• _Job_: Put every line of the data below into a Markdown table with the columns Row and Line. Leave out blank lines.

== Data in this exercise ==

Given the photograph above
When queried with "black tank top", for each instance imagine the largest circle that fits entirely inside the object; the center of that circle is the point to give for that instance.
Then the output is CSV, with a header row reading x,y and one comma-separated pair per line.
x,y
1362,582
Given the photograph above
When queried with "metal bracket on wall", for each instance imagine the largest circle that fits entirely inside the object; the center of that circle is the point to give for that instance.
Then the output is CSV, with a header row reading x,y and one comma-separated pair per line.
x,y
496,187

===

• _Reply to the exercise_:
| Row | Line |
|---|---|
| 1 | Given the photograph above |
| 2 | When queried with "black tank top", for each instance imagine the largest circle that fits entirely inside the object; the center of that circle is the point to give for that instance. |
| 3 | Then the output is CSV, with a header row reading x,y and one comma-separated pair per line. |
| 4 | x,y |
| 5 | 1362,582 |
| 6 | Given the photograph above |
| 7 | When queried with "metal bracket on wall", for each instance imagine the largest circle that fits entirely inside the object; the center of that circle is the point to give for that instance. |
| 8 | Then the output is CSV, with a header row reading x,y and one comma-separated pair per line. |
| 9 | x,y |
| 10 | 496,187 |